Reading text:
+++++

Does Anyone Want an 8-year Old Girl, Cheap? (Joking, sort of)
I am at my wit’s end. The rope is too frayed to tie a knot. This is Mother’s Day weekend, and yet, I’m nearly ready to give up my eldest for adoption, even though I love her so much it hurts. Maybe that’s why I’m so disappointed. Hurt. Saddened. Angry.
It seems she cannot say anything to me or her sister without shrieking it. The youngest takes her a small toy and asks, “Is this mine, or yours?” The oldest screams, “It’s MINE. PUT IT BACK WHERE YOU FOUND IT!!” I say to her, “I want your room clean before you play with anyone. I allowed it to go untouched this week because you were being tested at school, but now I want you to clean it, please.” She yells, “IT’S MESSY BECAUSE OF EMILY. SHE ALWAYS MESSES IT UP AFTER I CLEAN IT! IT’S NOT MY FAULT!!” She whines and yells (simultaneously—a special talent, I think), “I’M HUNGRY, CAN’T YOU MAKE A SNACK FOR ME??” I told her that because she did not talk to me respectfully, nor has she been nice at all to her sister, that she can make her own snack. She even screamed at the dog. No wonder he wouldn’t come to her.

+++++

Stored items
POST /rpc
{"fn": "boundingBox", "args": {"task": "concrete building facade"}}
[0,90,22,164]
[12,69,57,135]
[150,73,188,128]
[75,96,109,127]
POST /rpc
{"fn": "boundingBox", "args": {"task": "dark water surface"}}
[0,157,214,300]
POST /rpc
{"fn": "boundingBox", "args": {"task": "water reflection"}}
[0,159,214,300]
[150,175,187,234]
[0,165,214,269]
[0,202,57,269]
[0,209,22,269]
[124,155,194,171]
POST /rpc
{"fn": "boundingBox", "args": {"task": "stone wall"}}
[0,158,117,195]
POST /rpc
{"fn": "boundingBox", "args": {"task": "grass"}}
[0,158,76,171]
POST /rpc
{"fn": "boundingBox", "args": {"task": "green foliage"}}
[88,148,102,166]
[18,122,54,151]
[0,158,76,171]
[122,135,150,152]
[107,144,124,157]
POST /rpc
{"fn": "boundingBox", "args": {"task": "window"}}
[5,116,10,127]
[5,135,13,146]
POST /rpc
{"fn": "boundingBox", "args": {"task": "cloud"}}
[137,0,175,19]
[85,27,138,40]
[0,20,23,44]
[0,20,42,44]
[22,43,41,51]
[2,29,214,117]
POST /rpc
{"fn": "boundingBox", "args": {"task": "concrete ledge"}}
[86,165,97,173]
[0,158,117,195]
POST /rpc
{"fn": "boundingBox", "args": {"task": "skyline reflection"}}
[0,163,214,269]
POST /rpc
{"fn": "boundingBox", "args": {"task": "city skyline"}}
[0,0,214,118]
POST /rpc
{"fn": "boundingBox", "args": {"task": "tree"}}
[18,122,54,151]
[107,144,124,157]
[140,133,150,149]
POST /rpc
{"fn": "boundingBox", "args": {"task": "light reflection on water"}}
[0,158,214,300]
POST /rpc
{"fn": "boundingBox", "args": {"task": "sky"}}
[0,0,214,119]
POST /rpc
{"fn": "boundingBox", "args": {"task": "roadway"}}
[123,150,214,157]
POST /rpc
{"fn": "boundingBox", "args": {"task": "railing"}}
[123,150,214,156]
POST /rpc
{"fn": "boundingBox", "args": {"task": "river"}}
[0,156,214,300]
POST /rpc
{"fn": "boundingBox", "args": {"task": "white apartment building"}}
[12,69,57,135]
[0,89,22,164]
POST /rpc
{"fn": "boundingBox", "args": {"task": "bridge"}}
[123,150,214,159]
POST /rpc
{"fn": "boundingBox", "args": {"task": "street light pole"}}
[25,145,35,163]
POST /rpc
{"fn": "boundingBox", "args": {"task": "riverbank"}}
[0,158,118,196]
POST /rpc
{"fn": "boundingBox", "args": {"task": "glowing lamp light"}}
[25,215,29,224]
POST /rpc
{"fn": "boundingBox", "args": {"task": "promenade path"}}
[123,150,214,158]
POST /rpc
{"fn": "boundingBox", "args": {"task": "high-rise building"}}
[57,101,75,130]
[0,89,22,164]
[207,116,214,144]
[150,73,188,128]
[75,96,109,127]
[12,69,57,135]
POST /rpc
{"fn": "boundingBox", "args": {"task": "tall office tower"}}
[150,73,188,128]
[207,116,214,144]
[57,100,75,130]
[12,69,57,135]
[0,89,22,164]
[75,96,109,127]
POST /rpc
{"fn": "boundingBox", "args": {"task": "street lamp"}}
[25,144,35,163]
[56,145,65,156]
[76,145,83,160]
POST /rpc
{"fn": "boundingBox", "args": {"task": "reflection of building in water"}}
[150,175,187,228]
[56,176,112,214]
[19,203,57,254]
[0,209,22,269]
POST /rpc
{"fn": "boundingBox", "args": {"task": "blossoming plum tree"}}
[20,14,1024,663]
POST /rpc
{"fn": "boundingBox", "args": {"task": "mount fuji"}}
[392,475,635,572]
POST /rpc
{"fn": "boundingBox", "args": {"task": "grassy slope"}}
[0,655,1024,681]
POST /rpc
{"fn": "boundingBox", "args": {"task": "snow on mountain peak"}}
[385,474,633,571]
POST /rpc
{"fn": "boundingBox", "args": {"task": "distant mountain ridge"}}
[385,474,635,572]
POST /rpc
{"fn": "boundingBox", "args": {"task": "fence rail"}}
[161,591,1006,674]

+++++

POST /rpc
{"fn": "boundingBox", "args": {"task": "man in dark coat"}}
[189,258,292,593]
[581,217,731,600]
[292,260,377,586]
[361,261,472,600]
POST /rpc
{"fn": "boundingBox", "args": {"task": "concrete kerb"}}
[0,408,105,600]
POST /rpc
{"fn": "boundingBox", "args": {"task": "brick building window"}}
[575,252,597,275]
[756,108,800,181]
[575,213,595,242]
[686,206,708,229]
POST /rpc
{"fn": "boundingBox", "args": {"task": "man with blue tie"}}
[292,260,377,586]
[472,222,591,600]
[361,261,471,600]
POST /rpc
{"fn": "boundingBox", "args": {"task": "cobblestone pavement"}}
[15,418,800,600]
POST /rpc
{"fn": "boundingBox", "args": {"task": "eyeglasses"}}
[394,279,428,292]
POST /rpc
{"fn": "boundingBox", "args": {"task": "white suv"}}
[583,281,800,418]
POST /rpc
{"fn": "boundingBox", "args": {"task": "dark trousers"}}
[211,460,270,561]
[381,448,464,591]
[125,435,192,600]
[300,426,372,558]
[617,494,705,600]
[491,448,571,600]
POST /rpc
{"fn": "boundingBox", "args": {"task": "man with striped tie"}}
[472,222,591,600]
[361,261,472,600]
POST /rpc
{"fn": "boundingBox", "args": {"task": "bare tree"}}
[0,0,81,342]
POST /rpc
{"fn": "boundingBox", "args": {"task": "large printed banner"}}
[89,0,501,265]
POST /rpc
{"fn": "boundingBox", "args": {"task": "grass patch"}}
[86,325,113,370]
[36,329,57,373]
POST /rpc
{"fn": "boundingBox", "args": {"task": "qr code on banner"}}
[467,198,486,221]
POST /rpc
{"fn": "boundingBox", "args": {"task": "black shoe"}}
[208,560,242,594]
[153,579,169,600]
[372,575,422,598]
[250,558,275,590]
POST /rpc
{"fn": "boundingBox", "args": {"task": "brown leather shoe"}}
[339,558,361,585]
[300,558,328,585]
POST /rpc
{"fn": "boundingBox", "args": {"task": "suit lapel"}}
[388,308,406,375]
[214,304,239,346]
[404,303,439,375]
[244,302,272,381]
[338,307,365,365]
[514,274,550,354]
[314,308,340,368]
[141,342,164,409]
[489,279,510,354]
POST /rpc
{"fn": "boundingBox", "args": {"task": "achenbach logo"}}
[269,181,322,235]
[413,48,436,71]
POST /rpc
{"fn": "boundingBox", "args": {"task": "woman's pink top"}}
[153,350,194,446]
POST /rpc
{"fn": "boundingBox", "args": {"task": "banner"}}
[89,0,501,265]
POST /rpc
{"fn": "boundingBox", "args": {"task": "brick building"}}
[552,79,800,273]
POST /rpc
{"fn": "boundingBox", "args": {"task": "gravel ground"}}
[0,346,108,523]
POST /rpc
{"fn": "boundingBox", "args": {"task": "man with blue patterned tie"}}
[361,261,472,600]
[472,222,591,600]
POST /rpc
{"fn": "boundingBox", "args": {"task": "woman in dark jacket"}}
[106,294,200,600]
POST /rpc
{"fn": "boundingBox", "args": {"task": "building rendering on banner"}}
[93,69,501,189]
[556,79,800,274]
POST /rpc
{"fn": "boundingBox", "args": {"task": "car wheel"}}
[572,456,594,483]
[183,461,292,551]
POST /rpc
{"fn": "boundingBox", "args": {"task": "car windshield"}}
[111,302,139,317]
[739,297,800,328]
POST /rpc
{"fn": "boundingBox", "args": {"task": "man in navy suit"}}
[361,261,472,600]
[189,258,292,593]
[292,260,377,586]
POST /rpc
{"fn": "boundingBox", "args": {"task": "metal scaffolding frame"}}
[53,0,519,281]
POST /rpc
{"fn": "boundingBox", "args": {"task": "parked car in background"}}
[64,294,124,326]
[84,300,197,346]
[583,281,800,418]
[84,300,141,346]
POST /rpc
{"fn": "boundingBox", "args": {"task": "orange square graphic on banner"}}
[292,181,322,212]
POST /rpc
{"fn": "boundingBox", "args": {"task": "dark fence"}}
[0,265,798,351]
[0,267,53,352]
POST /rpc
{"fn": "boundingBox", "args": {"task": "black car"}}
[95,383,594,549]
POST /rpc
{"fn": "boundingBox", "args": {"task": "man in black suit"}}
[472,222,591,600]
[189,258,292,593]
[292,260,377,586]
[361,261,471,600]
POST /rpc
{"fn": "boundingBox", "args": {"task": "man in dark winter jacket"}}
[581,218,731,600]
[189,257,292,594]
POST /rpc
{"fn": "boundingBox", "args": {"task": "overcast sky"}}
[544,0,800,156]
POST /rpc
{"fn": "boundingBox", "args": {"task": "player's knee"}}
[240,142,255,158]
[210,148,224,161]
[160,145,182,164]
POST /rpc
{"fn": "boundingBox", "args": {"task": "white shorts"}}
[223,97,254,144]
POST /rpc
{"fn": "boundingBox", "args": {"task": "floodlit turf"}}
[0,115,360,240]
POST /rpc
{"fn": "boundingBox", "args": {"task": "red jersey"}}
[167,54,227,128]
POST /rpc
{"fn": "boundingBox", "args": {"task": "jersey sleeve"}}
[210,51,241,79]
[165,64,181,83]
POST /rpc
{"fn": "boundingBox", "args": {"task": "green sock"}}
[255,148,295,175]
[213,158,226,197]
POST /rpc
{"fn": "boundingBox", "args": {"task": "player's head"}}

+++++

Tasks:
**A.** Using the post about the eldest daughter, answer each question:
(i) What weekend is it?
(ii) Why was the room left untouched this week?
(iii) Whom does the eldest blame for the messy room?
**B.** List every feeling the writer names in the post about the eldest daughter, starting with the sentence "Maybe that's why I'm so disappointed."
The data have nothing to do with this work.

Solutions to each task:
**A.**
(i) Mother's Day weekend.
(ii) She was being tested at school.
(iii) Emily.

**B.** Disappointed, hurt, saddened, angry